In your answer, every line of the records should be written out exactly.

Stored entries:

"""

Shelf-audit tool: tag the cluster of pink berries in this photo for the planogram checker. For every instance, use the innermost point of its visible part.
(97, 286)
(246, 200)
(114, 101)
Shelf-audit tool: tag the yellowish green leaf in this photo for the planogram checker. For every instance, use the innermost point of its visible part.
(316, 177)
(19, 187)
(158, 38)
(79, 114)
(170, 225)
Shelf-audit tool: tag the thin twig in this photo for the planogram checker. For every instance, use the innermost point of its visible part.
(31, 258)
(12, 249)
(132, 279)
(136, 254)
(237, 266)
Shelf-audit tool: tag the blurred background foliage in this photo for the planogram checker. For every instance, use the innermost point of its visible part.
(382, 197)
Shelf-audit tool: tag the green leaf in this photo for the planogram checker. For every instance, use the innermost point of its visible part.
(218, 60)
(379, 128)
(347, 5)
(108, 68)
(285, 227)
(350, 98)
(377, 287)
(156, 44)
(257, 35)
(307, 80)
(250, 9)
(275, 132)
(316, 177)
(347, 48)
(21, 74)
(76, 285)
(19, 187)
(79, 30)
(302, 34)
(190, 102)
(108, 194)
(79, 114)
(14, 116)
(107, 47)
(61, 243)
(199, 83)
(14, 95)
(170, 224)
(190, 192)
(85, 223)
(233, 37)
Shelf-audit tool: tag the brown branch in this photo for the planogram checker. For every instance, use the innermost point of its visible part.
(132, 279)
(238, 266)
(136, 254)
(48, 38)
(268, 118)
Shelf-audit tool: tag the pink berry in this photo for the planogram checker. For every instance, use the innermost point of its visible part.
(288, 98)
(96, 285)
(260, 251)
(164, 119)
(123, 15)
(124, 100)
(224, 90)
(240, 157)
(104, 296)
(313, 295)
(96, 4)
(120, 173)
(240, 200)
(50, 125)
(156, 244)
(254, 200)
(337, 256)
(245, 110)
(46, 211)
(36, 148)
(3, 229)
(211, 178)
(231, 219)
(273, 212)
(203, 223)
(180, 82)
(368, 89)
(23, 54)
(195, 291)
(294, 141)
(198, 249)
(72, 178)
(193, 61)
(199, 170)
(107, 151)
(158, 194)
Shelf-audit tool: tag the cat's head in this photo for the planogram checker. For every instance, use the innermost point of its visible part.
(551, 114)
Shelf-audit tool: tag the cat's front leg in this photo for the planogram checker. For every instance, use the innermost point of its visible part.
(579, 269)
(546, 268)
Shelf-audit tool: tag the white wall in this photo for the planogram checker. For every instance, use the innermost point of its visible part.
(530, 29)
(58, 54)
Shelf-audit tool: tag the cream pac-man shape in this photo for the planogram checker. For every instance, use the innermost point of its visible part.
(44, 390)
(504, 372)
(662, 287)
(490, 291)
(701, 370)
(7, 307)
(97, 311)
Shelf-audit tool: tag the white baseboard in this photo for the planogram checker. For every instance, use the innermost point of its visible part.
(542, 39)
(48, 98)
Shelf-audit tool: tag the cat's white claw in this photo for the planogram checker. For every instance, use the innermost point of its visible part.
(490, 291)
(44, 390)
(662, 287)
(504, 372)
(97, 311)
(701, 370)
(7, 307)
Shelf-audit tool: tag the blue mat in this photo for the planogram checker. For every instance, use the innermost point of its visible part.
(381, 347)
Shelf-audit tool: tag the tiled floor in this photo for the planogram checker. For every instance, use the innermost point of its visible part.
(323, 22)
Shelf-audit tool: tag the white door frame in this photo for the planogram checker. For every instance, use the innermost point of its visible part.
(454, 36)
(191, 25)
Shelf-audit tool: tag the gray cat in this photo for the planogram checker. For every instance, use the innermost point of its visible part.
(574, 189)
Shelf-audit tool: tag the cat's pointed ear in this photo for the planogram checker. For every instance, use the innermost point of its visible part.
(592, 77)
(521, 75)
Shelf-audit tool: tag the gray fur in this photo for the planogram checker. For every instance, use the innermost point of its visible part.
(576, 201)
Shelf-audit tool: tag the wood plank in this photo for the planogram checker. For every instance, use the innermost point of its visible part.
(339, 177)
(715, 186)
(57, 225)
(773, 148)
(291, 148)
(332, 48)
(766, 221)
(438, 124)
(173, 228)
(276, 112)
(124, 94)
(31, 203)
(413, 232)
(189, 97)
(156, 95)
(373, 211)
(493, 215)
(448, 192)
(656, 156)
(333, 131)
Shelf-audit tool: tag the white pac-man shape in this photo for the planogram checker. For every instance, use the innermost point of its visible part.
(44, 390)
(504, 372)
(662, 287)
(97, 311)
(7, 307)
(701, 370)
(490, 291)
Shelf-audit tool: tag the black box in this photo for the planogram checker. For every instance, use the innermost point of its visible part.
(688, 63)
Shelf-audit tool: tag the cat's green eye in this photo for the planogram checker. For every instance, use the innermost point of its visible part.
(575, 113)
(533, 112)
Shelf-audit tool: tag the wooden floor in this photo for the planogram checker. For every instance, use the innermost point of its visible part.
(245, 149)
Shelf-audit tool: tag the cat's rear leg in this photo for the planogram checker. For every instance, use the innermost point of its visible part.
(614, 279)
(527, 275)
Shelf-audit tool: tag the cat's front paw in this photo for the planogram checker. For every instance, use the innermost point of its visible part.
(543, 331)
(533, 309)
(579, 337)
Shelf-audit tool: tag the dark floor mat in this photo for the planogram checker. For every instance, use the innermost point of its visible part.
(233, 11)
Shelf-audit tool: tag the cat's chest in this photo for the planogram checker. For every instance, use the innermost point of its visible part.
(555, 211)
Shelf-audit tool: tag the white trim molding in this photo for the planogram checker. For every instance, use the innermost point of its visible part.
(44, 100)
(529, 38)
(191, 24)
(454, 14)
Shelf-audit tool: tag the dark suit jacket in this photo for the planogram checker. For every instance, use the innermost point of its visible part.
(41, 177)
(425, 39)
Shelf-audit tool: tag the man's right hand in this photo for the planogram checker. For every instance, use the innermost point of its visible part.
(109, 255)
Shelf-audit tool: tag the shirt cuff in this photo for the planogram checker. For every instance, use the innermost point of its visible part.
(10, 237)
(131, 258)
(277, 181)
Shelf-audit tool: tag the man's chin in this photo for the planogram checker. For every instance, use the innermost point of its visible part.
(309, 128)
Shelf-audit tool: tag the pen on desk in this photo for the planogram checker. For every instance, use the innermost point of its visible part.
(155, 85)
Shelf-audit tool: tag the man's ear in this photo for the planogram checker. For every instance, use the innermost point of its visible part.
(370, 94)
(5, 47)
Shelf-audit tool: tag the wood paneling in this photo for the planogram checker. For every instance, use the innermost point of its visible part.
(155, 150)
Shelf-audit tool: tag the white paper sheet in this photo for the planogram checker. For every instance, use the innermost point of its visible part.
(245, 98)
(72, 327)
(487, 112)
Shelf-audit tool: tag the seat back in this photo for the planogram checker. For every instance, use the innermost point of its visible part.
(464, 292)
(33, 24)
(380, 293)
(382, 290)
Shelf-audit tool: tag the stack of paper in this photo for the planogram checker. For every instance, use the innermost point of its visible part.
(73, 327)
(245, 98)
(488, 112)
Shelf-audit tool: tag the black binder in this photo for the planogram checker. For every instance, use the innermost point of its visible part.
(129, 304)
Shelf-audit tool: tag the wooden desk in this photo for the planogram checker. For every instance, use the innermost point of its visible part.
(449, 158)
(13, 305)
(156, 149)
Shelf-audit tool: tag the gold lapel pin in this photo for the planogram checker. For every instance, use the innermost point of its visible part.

"""

Completed task:
Shelf-audit tool: tag the cluster of pink berries in this photo for the planogram checker. For every instance, use the innermost point of its visible part.
(97, 286)
(246, 200)
(114, 101)
Shelf-audit tool: tag the yellowish green leaf in this photo for the planogram checker. For every instance, use the innermost point of its visible part.
(316, 177)
(19, 187)
(158, 38)
(79, 114)
(170, 225)
Shelf-audit tool: tag the thin twig in this photo for the planogram checker. For every instance, use the innermost point of its visible part.
(31, 258)
(12, 249)
(132, 279)
(136, 254)
(237, 266)
Shelf-audit tool: tag the blurred background foliage in this photo for the planogram checker. For every instance, use the innermost point of its visible part.
(382, 197)
Shelf-audit tool: tag the green leaf in this photo for the planogram checker. For every instance, use the innermost point of its visible part.
(218, 60)
(379, 128)
(347, 5)
(108, 68)
(285, 227)
(350, 98)
(377, 287)
(156, 44)
(257, 35)
(307, 80)
(250, 9)
(275, 132)
(316, 177)
(347, 48)
(21, 74)
(76, 285)
(19, 187)
(79, 30)
(302, 34)
(190, 102)
(108, 194)
(79, 114)
(14, 116)
(107, 47)
(61, 243)
(199, 83)
(14, 95)
(170, 224)
(190, 192)
(85, 223)
(233, 37)
Shelf-audit tool: tag the brown branch in this photo for the planogram checker. For every instance, use the innermost point of its visible part.
(132, 279)
(238, 266)
(136, 254)
(48, 38)
(268, 118)
Shelf-audit tool: tag the pink berry in this photo for the planogram checker. For every instance, use the innermost point of its visible part.
(288, 98)
(96, 285)
(260, 251)
(164, 119)
(123, 15)
(124, 100)
(224, 90)
(240, 157)
(104, 296)
(313, 295)
(96, 4)
(120, 173)
(240, 200)
(50, 125)
(156, 244)
(254, 200)
(337, 256)
(245, 110)
(46, 211)
(36, 148)
(3, 229)
(211, 178)
(231, 219)
(273, 212)
(203, 223)
(180, 82)
(368, 89)
(23, 54)
(195, 291)
(294, 141)
(198, 249)
(72, 178)
(193, 61)
(199, 170)
(107, 151)
(158, 194)
Shelf-audit tool: tag the cat's head in this photo for the planogram checker. For every instance, use the innermost point of its visible part.
(551, 114)
Shelf-audit tool: tag the cat's front leg in this photo for the planogram checker. For every instance, use the innermost point of its visible part.
(579, 269)
(546, 268)
Shelf-audit tool: tag the white wall in this photo for the planogram checker. For every instance, use the innermost point of its visible part.
(530, 29)
(58, 54)
Shelf-audit tool: tag the cream pac-man shape in this photo for the planogram checker. For every instance, use the innermost point of its visible part.
(44, 390)
(504, 372)
(662, 287)
(490, 291)
(701, 370)
(7, 307)
(97, 311)
Shelf-audit tool: tag the white baseboard in this photo for the planogram checker. For every instance, use the innermost point of its visible part.
(542, 39)
(48, 98)
Shelf-audit tool: tag the cat's white claw in this photo for the planogram checker. For every instance, use the innermost point of its visible part.
(490, 291)
(44, 390)
(662, 287)
(504, 372)
(97, 311)
(701, 370)
(7, 307)
Shelf-audit tool: tag the blue mat in this photo for the planogram checker. For every instance, use the innermost point of its visible part.
(381, 347)
Shelf-audit tool: tag the tiled floor in this photo for the planogram checker. For every instance, use the innermost point of its visible part.
(323, 22)
Shelf-audit tool: tag the white door frame in this photo for the planogram checker. For every instance, use the innermost point of its visible part.
(454, 36)
(191, 25)
Shelf-audit tool: tag the gray cat in this photo for the planogram checker. For every instance, use the innermost point of its visible part.
(574, 189)
Shelf-audit tool: tag the cat's pointed ear in this photo for the planogram checker. For every instance, use the innermost point of its visible part.
(592, 77)
(521, 75)
Shelf-audit tool: tag the gray fur in this photo for the planogram checker. For every instance, use the innermost point of its visible part.
(576, 201)
Shelf-audit tool: tag the wood plank in this photo for the planogram checker. For every instance, use the innermost point of its visible part.
(339, 177)
(715, 186)
(57, 225)
(773, 148)
(291, 148)
(332, 48)
(766, 221)
(438, 124)
(173, 228)
(276, 112)
(124, 94)
(31, 203)
(413, 232)
(189, 97)
(156, 95)
(373, 211)
(493, 215)
(448, 192)
(656, 156)
(333, 131)
Shelf-audit tool: tag the white pac-man shape in this photo for the planogram checker. For every instance, use the innermost point of its visible part.
(44, 390)
(504, 372)
(662, 287)
(97, 311)
(7, 307)
(701, 370)
(490, 291)
Shelf-audit tool: tag the black box in this photo for the planogram checker. For every instance, use the innermost point of its visible part.
(688, 63)
Shelf-audit tool: tag the cat's green eye in this photo for the planogram checker. For every instance, use the innermost point of its visible part.
(575, 113)
(533, 112)
Shelf-audit tool: tag the wooden floor in this photo for the planogram checker. For every instance, use the innermost point of its visible part.
(245, 149)
Shelf-audit tool: tag the cat's rear leg in this photo for the planogram checker. For every instance, use the innermost point of its visible part.
(614, 279)
(527, 275)
Shelf-audit tool: tag the cat's front paw in this photo for the planogram checker. For every instance, use the innermost point of its visible part.
(543, 331)
(533, 309)
(579, 337)
Shelf-audit tool: tag the dark floor mat in this photo for the planogram checker. For every instance, use the innermost point of its visible part.
(233, 11)
Shelf-audit tool: tag the cat's chest in this photo for the planogram checker. For every instance, use the innermost point of its visible part.
(555, 211)
Shelf-audit tool: tag the white trim molding in this photo for the planogram checker. For every instance, use the innermost point of its visible part.
(44, 100)
(529, 38)
(191, 24)
(454, 14)
Shelf-audit tool: tag the dark suit jacket in this photo for the planogram checker. For every instance, use the innermost point of its visible part.
(41, 177)
(425, 39)
Shelf-audit tool: tag the man's right hand in this photo for the planogram checker. For every instance, use the innermost point of its visible part.
(109, 255)
Shelf-audit tool: tag the shirt cuff in this photo for the planogram checker. For every instance, use the innermost point of its visible part.
(10, 237)
(131, 258)
(277, 181)
Shelf-audit tool: tag the man's chin in this photo for the planogram checker. For every instance, use the innermost point of its visible part.
(309, 128)
Shelf-audit tool: tag the pen on desk in this photo for the planogram checker. For every instance, use the innermost point of its visible part.
(155, 85)
Shelf-audit tool: tag the man's ear in this photo for the planogram checker. For every instance, use the innermost point of its visible part.
(370, 94)
(5, 47)
Shelf-audit tool: tag the wood paneling in this photo for the planogram checker. For every instance, use the innermost point of its visible part.
(155, 150)
Shelf-audit tool: tag the white paper sheet in this photo for the planogram checker. For every instance, use the innermost point of its visible part.
(245, 98)
(72, 327)
(487, 112)
Shelf-audit tool: tag the seat back in this photo for the planogram checker. For every instance, use the innermost point of its visible part.
(464, 292)
(33, 24)
(380, 293)
(382, 290)
Shelf-audit tool: tag the stack of paper in this photo for the planogram checker. For every instance, use the innermost point of its visible part.
(73, 327)
(245, 98)
(488, 112)
Shelf-audit tool: tag the black binder in this photo for the planogram checker. For every instance, use the innermost point of its visible part.
(129, 304)
Shelf-audit tool: tag the wooden desk in this photo for the planogram checker. For every instance, use the innermost point of its visible part.
(449, 158)
(13, 305)
(156, 149)
Shelf-audit tool: tag the gold lapel pin in this photo for the planogram checker. For every instance, use the innermost point of its visible part.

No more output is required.